▶ **GIVEN PROBLEM**:
In the entries below, start at the line that has "Greenhouse-scouting task: tag the man's cap" and end after the line that has "point(160, 63)". Rewrite only those lines, requests included, with each answer coordinate multiplied by 1.8 and rounded to a whole number (halves up), and leave the requests and their format samples unchanged.

▶ **GIVEN DATA**:
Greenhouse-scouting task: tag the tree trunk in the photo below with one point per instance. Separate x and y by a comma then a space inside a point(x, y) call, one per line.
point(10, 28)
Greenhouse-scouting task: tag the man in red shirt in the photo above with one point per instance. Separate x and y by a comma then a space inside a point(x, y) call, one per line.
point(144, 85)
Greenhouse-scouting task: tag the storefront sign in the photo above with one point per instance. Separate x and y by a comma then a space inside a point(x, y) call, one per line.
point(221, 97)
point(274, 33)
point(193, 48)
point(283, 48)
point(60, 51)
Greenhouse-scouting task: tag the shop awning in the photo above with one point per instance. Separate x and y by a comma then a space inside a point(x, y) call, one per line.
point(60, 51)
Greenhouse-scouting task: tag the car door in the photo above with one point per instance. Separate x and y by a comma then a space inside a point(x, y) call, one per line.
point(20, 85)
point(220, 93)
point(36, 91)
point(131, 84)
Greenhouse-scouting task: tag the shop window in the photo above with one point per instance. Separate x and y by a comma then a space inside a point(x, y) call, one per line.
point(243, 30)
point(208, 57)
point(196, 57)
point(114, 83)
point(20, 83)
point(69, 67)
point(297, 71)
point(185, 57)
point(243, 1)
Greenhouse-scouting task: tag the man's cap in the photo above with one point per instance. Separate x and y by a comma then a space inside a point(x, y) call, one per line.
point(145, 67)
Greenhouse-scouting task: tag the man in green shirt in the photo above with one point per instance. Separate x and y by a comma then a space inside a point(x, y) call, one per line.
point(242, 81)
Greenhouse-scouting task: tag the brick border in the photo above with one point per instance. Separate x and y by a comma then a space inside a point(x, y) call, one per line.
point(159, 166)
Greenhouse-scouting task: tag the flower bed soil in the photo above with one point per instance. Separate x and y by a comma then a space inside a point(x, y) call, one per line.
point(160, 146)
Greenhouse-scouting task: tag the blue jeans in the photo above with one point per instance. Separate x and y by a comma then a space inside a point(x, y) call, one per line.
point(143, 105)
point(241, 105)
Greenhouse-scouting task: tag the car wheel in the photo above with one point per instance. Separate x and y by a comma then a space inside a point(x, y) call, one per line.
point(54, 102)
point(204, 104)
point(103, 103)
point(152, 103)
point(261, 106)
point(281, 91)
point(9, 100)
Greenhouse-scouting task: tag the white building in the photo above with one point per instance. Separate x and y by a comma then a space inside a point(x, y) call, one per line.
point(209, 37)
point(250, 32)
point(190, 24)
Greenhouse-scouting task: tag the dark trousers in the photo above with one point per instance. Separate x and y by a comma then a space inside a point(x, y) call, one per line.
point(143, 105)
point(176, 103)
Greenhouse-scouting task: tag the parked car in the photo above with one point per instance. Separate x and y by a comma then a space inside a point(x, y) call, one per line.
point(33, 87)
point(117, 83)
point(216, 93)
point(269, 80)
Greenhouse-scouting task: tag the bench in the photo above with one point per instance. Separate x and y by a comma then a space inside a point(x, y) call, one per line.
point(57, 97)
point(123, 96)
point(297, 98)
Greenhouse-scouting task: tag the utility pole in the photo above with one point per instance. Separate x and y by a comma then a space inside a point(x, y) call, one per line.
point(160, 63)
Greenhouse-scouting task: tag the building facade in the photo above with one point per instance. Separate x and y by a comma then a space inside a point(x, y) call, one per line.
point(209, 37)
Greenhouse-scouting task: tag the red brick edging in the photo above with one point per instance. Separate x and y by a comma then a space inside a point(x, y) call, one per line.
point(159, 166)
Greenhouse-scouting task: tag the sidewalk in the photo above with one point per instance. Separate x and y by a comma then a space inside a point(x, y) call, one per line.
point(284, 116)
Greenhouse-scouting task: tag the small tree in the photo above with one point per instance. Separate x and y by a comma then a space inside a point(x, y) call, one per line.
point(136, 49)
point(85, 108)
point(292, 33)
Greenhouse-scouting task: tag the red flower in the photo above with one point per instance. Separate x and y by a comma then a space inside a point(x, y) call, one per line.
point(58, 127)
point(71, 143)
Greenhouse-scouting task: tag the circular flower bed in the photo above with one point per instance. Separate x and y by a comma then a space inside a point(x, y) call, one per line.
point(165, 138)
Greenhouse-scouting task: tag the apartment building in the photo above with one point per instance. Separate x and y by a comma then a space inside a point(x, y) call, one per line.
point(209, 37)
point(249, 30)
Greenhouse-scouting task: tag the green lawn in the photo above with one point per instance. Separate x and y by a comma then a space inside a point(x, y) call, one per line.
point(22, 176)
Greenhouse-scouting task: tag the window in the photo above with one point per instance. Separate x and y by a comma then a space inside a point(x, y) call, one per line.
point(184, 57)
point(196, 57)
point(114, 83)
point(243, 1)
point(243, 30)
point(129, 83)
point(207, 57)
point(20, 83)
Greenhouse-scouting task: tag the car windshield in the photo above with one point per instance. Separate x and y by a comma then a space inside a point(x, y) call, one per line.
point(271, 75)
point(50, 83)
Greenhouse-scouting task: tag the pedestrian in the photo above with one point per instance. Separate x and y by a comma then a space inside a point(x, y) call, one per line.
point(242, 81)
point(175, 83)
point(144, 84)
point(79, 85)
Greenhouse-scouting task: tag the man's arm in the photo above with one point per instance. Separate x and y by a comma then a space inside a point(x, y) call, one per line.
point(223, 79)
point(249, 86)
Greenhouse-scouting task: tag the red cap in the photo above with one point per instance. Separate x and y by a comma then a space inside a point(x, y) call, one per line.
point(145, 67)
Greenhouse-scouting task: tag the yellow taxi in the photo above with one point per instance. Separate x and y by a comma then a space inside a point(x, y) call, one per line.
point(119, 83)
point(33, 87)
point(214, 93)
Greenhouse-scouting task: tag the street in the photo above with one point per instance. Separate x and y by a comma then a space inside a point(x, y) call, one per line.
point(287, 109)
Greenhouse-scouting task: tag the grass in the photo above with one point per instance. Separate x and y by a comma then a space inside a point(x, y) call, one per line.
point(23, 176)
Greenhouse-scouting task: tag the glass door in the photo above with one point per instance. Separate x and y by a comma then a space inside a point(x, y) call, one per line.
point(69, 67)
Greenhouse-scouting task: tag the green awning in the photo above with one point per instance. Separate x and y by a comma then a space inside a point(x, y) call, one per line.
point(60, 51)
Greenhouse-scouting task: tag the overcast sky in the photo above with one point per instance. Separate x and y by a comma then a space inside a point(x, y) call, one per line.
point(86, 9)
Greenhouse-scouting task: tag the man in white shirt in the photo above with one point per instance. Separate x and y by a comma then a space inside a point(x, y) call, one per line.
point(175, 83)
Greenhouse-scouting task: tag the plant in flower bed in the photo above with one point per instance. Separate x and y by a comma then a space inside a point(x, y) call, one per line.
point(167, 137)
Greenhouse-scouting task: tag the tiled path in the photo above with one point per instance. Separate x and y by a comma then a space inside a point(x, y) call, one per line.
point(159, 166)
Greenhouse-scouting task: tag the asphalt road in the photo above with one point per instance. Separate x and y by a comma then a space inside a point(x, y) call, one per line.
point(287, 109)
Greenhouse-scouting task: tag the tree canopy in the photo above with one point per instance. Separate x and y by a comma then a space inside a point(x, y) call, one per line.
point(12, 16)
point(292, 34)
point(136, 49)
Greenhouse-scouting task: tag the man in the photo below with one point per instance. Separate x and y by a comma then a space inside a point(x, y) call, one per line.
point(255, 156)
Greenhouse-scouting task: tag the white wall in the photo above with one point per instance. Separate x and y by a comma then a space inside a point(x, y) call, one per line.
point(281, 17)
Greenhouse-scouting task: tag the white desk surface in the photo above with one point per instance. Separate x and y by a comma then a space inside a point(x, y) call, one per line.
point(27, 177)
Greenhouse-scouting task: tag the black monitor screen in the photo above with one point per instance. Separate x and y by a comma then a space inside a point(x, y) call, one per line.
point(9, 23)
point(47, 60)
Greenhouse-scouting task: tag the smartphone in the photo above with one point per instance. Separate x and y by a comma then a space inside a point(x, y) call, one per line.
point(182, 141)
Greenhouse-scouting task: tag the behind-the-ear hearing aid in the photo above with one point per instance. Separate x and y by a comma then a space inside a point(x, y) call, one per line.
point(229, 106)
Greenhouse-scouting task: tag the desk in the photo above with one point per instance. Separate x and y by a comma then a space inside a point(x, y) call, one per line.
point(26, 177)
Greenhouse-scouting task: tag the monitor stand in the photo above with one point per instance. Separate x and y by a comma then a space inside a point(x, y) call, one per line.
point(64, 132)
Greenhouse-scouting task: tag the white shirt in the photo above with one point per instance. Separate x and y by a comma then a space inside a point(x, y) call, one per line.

▶ **EXERCISE RESULT**:
Greenhouse-scouting task: tag the man's cap in the photo above with one point per instance. Separate x and y by a comma then a space inside a point(x, y) call, one per line.
point(261, 121)
Greenhouse-scouting task: tag the man in green shirt in the photo above with one point per instance. Separate x and y by a comma then a space inside a point(x, y) call, one per line.
point(436, 146)
Greenhouse-scouting task: tag the brick border in the photo above with one point per instance. Separate x and y by a comma then a space inside a point(x, y) call, one per line.
point(286, 299)
Greenhouse-scouting task: tag the flower bed soil in the photo above with one point per instance. Separate x and y by a comma then a space inside a point(x, y) call, one per line.
point(288, 263)
Greenhouse-scouting task: tag the blue jeans in the photo above with one point per instance. Separate x and y by a comma then a space inside a point(x, y) call, one per line.
point(257, 189)
point(434, 189)
Greenhouse-scouting task: tag the car wheel in the photo above with one point per instance. Separate x and y by a comma then a space inside a point(x, y) call, one per line.
point(97, 184)
point(367, 187)
point(185, 185)
point(274, 185)
point(470, 191)
point(506, 164)
point(16, 180)
Greenhouse-scouting task: tag the white building in the photo above with one point per instance. Separate x and y by a comma then a space inside a point(x, y) call, one per line.
point(376, 67)
point(450, 58)
point(342, 43)
Greenhouse-scouting task: tag the dark trousers in the photo above with one point per instance. Separate x and y by a comma then a space inside a point(x, y) call, one per line.
point(257, 189)
point(317, 185)
Greenhouse-scouting task: tag the parked car in the photo above with one point per instance. Separate x and y by a comma then a space inside a point(x, y) call, one per line.
point(59, 157)
point(211, 149)
point(389, 167)
point(484, 144)
Greenhouse-scouting task: tag the bench in the photo above with one point per instance. Separate x and y by a comma then a space inside a point(x, y) call, one per line.
point(103, 175)
point(221, 173)
point(535, 176)
Greenhouse-scouting task: tag the utility pole in the photo above with one point per instance. Separate x and y by a comma then a space inside a point(x, y) call, one per line.
point(288, 113)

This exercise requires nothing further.